» The problem
Could you reproduce the data from the line containing "task: segment every instance of the white boat" through the line containing "M 156 211 L", both included, substituting "white yacht" for "white boat" and leaving everything else unchanged?

--- start of Data entries ---

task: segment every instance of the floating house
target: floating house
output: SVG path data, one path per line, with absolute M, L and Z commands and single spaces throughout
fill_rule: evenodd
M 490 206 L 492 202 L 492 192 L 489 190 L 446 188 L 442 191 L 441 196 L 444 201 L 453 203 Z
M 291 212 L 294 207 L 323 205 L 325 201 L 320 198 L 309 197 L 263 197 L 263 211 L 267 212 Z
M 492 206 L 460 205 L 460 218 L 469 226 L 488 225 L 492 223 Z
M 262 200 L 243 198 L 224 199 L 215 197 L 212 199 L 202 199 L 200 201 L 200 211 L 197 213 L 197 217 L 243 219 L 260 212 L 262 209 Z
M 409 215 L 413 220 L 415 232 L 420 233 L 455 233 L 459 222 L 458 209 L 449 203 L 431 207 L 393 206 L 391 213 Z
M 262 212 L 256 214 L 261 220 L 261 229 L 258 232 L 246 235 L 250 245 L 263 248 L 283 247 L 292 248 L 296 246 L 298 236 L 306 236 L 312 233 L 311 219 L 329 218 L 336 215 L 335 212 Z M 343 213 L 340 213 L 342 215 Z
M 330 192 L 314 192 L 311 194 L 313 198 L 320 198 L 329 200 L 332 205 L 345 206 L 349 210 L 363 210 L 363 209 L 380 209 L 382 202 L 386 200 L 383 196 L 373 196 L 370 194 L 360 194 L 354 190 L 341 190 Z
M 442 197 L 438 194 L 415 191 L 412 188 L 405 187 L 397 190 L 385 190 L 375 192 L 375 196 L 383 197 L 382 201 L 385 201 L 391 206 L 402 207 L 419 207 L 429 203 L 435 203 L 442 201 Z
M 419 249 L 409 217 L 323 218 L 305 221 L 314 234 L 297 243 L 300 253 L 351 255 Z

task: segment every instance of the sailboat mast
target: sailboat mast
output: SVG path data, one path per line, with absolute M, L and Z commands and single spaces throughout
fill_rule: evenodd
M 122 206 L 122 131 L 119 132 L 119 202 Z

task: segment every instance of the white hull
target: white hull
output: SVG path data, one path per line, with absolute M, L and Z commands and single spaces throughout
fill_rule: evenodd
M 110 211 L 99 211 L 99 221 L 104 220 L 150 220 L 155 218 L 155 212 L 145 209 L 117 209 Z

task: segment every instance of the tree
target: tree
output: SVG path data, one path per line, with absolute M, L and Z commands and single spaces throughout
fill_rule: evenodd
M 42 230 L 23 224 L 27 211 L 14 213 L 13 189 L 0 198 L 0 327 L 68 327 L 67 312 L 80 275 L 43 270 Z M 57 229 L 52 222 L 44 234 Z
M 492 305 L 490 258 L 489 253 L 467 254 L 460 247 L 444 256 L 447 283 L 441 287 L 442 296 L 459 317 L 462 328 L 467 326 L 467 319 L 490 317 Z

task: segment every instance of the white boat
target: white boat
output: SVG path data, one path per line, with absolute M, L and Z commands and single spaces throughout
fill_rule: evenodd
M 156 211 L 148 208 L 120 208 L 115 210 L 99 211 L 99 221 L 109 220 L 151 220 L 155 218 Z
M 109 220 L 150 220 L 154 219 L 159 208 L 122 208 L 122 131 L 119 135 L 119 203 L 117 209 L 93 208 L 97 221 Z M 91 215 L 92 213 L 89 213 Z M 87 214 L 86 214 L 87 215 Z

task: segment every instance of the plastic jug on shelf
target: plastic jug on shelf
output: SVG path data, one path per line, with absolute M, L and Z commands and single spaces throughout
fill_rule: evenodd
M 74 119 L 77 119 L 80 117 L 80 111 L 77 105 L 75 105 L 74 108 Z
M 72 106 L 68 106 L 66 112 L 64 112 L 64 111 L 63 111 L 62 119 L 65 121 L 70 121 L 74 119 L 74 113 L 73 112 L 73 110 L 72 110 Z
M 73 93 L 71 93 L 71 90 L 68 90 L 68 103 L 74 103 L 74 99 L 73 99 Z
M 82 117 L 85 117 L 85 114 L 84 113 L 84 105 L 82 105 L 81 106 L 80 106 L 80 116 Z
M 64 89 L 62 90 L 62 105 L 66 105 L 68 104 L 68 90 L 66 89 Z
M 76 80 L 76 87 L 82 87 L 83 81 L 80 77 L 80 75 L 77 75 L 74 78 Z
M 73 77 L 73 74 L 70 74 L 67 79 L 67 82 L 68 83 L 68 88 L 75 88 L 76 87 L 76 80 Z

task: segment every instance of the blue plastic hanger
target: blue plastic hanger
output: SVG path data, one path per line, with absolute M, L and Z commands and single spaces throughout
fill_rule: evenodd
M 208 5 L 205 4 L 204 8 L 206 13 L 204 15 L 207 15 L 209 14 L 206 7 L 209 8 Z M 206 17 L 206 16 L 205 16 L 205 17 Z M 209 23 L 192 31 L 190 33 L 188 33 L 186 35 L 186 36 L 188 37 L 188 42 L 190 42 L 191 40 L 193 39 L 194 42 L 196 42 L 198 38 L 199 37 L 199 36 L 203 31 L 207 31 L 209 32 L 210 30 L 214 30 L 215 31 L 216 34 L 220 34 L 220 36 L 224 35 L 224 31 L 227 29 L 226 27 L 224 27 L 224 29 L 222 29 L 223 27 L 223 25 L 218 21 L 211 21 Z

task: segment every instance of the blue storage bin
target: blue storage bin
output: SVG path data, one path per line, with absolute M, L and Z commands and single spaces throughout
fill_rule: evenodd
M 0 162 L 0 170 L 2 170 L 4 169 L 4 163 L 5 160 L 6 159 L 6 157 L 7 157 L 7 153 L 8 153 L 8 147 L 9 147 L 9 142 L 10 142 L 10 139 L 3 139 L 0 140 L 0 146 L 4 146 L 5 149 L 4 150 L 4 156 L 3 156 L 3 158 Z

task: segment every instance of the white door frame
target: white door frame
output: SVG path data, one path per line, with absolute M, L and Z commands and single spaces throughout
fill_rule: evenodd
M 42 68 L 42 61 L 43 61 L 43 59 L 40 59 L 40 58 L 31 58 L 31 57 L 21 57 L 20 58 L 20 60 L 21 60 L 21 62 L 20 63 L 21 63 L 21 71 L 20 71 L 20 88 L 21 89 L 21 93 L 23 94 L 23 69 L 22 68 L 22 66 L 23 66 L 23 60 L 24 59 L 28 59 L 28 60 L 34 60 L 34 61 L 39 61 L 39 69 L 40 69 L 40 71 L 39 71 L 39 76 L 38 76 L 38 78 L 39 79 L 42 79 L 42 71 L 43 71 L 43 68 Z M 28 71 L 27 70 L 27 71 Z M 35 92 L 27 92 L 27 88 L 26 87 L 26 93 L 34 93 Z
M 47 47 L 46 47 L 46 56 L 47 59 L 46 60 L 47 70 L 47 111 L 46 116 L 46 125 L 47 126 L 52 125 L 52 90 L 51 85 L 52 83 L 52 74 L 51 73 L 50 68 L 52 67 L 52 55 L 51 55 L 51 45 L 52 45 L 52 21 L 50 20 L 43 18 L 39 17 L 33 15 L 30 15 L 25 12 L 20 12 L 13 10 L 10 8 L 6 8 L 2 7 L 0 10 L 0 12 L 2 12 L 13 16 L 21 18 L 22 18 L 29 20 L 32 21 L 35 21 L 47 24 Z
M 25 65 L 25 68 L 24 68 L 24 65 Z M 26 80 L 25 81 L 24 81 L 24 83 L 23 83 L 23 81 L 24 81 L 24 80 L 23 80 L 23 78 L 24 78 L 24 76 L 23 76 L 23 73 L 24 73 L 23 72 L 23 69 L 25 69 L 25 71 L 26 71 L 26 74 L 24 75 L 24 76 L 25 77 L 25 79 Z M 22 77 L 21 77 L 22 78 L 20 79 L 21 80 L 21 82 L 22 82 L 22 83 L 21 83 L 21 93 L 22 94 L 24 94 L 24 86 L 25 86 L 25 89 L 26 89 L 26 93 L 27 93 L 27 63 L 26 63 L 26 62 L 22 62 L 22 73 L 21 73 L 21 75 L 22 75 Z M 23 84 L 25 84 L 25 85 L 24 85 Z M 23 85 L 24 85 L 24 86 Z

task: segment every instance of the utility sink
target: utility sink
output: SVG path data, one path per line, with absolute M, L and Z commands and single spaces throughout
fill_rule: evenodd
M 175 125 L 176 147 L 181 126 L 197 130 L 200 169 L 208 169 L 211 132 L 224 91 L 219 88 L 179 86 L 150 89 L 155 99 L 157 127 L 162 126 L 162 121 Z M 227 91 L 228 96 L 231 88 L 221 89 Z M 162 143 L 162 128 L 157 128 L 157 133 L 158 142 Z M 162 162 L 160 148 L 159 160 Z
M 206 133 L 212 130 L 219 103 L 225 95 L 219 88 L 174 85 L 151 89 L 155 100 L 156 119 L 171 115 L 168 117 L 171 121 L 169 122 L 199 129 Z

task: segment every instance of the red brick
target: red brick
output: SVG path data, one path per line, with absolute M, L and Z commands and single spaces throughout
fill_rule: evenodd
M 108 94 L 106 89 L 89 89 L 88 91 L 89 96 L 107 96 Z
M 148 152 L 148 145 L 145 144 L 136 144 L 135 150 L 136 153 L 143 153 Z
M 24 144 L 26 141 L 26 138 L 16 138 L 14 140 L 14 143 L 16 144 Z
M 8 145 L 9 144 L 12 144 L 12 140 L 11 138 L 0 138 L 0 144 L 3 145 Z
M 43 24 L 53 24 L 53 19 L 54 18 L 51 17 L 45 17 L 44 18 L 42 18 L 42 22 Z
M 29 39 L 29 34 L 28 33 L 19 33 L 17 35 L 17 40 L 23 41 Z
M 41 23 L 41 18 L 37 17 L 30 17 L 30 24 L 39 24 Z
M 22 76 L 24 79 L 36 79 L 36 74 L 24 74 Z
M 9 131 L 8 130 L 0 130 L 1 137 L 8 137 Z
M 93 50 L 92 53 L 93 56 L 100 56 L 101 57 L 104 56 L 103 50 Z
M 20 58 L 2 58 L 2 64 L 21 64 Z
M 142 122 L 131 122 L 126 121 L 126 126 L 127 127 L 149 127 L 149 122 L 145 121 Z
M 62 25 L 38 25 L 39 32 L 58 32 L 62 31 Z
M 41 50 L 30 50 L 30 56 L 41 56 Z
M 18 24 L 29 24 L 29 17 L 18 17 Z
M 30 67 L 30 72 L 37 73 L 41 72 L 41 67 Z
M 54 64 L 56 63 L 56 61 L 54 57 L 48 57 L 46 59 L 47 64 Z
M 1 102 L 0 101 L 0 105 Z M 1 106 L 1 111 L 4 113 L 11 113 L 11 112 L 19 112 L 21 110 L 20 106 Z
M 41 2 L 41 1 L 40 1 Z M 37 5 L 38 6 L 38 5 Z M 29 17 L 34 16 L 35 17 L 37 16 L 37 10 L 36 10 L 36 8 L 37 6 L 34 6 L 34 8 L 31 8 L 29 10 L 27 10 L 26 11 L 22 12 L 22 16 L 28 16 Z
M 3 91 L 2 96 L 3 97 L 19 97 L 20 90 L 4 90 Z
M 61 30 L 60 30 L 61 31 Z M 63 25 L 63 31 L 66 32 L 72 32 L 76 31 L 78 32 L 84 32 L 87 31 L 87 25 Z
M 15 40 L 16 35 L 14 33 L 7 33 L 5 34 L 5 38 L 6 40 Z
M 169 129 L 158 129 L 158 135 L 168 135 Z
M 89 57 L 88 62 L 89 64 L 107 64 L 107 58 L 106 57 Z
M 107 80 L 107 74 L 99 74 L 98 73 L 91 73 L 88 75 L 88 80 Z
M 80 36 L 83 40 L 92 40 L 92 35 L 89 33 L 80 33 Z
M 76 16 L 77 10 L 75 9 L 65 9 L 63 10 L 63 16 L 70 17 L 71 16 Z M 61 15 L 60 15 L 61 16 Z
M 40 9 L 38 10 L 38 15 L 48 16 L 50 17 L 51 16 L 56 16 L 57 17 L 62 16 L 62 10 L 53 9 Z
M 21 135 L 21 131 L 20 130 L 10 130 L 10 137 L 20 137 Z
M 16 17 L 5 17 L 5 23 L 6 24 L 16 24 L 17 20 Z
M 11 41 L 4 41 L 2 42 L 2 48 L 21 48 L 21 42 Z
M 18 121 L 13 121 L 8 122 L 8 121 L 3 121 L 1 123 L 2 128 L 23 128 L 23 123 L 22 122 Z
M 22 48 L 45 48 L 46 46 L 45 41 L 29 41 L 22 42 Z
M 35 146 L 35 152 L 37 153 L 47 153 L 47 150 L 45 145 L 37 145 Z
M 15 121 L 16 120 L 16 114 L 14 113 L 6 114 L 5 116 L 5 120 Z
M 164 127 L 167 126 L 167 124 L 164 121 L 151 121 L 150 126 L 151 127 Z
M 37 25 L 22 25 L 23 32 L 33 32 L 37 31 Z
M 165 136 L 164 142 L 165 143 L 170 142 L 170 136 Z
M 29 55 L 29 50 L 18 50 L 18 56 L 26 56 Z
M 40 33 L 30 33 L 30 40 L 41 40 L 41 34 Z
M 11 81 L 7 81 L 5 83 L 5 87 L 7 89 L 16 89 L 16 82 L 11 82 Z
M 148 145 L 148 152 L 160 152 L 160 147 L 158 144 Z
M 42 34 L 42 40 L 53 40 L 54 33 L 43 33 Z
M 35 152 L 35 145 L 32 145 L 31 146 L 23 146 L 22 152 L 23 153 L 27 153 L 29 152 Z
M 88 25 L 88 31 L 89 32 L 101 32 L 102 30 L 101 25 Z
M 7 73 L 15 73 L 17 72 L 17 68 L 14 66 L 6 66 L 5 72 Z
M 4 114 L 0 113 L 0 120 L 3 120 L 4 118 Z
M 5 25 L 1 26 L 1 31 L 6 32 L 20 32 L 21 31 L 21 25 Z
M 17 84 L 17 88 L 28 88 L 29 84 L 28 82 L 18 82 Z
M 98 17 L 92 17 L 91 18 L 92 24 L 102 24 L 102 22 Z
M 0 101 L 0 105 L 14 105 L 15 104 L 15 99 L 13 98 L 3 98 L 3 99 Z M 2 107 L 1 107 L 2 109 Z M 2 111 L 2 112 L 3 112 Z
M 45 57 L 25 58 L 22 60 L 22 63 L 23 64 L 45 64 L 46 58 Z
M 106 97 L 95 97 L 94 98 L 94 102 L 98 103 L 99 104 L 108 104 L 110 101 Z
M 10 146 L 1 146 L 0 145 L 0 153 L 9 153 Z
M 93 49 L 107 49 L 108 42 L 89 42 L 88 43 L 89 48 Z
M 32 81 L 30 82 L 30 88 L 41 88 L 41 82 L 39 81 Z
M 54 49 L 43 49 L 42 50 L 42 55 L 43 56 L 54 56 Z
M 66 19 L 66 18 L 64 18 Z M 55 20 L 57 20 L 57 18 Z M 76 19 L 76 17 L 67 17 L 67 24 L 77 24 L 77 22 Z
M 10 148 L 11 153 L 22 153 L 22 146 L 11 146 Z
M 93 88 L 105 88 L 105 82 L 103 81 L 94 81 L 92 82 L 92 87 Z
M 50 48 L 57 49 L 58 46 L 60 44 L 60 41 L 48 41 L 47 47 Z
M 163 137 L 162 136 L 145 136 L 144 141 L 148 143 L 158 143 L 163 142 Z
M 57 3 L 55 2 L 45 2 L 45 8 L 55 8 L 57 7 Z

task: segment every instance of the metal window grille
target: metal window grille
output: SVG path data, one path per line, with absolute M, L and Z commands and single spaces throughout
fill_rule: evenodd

--- end of Data entries ---

» Answer to this exercise
task: segment every instance of the white yacht
target: white yacht
output: SVG path data, one path per line, with absolute M, L and Z commands and single spaces throughout
fill_rule: evenodd
M 156 211 L 148 208 L 120 208 L 115 210 L 99 211 L 99 221 L 109 220 L 151 220 L 155 218 Z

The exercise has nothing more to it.